Teks Bacaan:
Kontras: Tuntutan Mati Antasari Poles Citra Kejaksaan

Padang ( Berita ) :  Ketua LSM Kontras Jakarta, Usman menilai tuntutan hukuman mati yang diajukan jaksa Cirus Sinaga dan kawan-kawan kepada Antasari Azhar, Wiliardi Wizard dan Sigit Aryo Wibisono, terdakwa dalam kasus pembunuhan Nasrudin, adalah satu bentuk pemolesan citra kejaksaan yang terpuruk.

“Untuk kesekian kalinya JPU memakai tuntutan hukuman mati tanpa argumen yang meyakinkan dan sikap demikian adalah satu bentuk pemolesan citra kejaksaan yang terpuruk. Seharusnya JPU memakai logika hukum standar berfikir yang konsisten,” kata Usman dalam siaran persnya diterima ANTARA di Padang, Kamis [21/01.

Kritikan demikian disampaikannya karena JPU Cirus Sinaga dan kawan-kawan dinilai menggunakan logika hukum aktor intelektual dari pembunuhan berencana yang harus dihukum mati.

Kontras, katanya,  menentang tuntutan hukuman mati JPU terhadap Antasari, Wiliardi Wizar dan kawan-kawan, sebab masih banyak ’sisi remang-remang’ yang belum terungkap dalam persidangan termasuk keperluan menggali keterangan Susno Duadji.

Entri anotasi koordinat:
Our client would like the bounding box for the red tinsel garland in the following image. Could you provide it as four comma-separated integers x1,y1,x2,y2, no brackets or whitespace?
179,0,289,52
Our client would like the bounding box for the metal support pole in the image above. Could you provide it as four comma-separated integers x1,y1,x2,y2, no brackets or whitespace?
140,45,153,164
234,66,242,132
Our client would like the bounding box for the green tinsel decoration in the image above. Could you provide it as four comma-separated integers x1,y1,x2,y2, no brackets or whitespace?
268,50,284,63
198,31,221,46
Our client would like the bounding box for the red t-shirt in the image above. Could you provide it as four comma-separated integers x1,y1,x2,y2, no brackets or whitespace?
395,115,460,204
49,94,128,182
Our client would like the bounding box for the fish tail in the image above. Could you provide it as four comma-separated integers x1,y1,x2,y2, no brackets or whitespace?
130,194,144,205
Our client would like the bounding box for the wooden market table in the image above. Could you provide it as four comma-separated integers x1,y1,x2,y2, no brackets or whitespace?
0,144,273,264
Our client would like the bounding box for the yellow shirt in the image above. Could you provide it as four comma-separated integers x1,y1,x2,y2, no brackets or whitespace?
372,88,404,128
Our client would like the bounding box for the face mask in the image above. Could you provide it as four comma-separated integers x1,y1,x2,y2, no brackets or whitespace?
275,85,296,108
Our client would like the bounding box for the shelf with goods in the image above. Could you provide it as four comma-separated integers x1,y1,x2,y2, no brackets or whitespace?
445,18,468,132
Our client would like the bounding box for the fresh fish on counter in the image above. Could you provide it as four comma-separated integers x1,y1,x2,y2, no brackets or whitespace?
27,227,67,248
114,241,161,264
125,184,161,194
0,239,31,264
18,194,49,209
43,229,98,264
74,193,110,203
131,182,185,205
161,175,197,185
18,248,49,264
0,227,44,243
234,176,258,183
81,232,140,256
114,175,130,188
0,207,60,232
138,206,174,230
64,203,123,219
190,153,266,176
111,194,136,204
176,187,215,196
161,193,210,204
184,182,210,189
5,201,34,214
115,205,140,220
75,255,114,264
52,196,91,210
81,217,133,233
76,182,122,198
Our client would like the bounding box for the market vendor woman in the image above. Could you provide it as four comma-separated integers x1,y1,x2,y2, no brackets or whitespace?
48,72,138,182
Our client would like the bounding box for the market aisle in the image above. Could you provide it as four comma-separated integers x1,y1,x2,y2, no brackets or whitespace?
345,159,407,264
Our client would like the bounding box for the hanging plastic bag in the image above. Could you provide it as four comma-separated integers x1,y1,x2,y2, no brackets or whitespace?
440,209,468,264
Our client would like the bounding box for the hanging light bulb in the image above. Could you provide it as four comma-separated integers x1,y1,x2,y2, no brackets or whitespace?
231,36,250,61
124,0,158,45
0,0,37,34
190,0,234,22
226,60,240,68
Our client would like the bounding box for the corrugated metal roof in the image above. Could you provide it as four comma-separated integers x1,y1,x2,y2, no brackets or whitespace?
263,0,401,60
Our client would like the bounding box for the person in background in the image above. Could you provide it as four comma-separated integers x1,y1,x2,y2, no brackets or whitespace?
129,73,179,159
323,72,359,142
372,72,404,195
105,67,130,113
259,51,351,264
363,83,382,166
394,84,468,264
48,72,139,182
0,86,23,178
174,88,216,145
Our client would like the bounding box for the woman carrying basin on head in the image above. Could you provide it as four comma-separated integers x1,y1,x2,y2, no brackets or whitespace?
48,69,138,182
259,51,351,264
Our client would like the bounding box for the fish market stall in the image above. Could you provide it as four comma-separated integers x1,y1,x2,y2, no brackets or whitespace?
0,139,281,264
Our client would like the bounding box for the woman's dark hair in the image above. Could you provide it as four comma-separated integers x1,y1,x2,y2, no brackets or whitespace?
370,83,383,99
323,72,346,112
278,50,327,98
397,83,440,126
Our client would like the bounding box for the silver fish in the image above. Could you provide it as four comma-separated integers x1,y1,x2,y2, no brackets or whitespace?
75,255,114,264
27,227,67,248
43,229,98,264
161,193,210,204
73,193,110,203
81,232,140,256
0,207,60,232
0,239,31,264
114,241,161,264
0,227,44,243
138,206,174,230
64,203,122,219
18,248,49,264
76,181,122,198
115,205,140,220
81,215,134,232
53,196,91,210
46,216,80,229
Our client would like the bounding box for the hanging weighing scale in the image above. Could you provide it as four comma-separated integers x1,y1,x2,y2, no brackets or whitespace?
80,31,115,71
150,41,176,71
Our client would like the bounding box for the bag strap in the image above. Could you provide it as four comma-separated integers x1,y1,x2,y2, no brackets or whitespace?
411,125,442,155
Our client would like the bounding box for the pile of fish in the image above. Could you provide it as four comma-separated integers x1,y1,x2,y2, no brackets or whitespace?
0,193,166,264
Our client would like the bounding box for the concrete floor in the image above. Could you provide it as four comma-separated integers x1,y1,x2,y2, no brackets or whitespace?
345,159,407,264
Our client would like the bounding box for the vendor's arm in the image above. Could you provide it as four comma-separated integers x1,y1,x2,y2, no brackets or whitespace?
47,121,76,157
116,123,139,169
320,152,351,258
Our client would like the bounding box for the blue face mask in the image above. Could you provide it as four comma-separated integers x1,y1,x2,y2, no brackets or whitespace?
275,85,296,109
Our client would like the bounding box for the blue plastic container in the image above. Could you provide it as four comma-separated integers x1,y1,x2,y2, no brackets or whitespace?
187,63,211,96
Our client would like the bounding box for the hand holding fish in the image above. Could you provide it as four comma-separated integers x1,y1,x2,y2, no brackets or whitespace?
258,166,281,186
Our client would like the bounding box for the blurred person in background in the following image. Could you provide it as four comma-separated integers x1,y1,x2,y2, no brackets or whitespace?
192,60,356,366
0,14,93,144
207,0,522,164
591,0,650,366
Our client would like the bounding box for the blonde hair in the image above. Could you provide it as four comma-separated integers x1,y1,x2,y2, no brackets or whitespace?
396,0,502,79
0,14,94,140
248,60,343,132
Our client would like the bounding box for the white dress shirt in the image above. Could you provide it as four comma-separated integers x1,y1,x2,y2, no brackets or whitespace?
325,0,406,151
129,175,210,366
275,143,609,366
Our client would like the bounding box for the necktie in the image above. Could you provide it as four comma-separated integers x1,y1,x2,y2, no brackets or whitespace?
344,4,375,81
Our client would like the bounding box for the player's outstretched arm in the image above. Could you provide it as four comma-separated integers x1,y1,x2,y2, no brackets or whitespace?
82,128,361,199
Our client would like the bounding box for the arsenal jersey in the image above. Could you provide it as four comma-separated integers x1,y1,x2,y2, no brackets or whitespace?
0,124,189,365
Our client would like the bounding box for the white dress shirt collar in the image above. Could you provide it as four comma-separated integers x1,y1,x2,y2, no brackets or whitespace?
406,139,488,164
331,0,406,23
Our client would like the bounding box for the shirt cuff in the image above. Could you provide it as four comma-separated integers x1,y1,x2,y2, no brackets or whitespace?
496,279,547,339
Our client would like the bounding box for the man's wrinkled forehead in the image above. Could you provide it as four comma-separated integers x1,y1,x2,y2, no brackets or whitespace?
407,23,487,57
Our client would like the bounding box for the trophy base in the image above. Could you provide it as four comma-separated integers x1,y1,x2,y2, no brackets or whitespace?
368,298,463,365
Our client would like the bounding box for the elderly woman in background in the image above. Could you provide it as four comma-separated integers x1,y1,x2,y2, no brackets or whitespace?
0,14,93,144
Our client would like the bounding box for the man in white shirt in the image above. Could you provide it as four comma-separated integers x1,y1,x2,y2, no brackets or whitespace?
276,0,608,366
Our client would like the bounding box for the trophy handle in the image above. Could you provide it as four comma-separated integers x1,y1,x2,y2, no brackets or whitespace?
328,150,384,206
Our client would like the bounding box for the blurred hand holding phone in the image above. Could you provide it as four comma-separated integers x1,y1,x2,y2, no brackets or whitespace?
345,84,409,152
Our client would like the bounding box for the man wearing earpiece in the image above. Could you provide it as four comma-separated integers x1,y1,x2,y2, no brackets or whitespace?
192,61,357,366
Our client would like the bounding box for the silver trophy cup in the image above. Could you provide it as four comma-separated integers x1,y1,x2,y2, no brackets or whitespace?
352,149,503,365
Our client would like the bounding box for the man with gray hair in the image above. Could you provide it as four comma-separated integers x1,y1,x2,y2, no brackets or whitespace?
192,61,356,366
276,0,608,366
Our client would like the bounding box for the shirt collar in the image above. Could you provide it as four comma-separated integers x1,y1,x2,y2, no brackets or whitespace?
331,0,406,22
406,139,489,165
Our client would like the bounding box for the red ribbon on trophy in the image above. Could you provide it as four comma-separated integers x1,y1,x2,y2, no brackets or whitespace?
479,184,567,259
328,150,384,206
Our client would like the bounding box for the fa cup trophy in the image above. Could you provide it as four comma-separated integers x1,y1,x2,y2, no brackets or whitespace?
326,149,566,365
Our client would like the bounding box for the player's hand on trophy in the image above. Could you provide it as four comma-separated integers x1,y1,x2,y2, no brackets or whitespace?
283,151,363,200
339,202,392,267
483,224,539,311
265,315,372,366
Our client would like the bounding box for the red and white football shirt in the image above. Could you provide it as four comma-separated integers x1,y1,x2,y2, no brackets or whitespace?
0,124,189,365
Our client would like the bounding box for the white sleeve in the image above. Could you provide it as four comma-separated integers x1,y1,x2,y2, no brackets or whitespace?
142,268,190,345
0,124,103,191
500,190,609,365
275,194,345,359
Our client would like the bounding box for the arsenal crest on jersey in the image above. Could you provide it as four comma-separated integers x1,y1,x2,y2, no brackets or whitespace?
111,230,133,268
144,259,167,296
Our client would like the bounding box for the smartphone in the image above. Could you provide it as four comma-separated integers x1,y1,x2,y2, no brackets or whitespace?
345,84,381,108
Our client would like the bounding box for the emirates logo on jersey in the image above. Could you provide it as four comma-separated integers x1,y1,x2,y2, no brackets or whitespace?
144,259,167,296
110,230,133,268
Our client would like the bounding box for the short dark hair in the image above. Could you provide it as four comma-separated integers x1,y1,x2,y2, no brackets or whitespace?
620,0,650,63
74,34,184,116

Arahan Singkat 1:
Tentukan apakah tiap pernyataan berikut sesuai dengan teks bacaan, lalu jawab ya atau tidak beserta kutipan persis dari teks yang menjadi dasarnya: (a) Usman adalah Ketua LSM Kontras Jakarta. (b) Siaran pers Usman diterima ANTARA di Jakarta. (c) Kontras mendukung tuntutan hukuman mati terhadap Antasari.
Arahan Singkat 2:
Menurut teks bacaan, keterangan siapa yang masih perlu digali dalam persidangan?

Jawaban Tugas 1:
(a) Ya: "Ketua LSM Kontras Jakarta, Usman".
(b) Tidak: "diterima ANTARA di Padang".
(c) Tidak: "menentang tuntutan hukuman mati JPU terhadap Antasari".

Jawaban Tugas 2:
Keterangan Susno Duadji.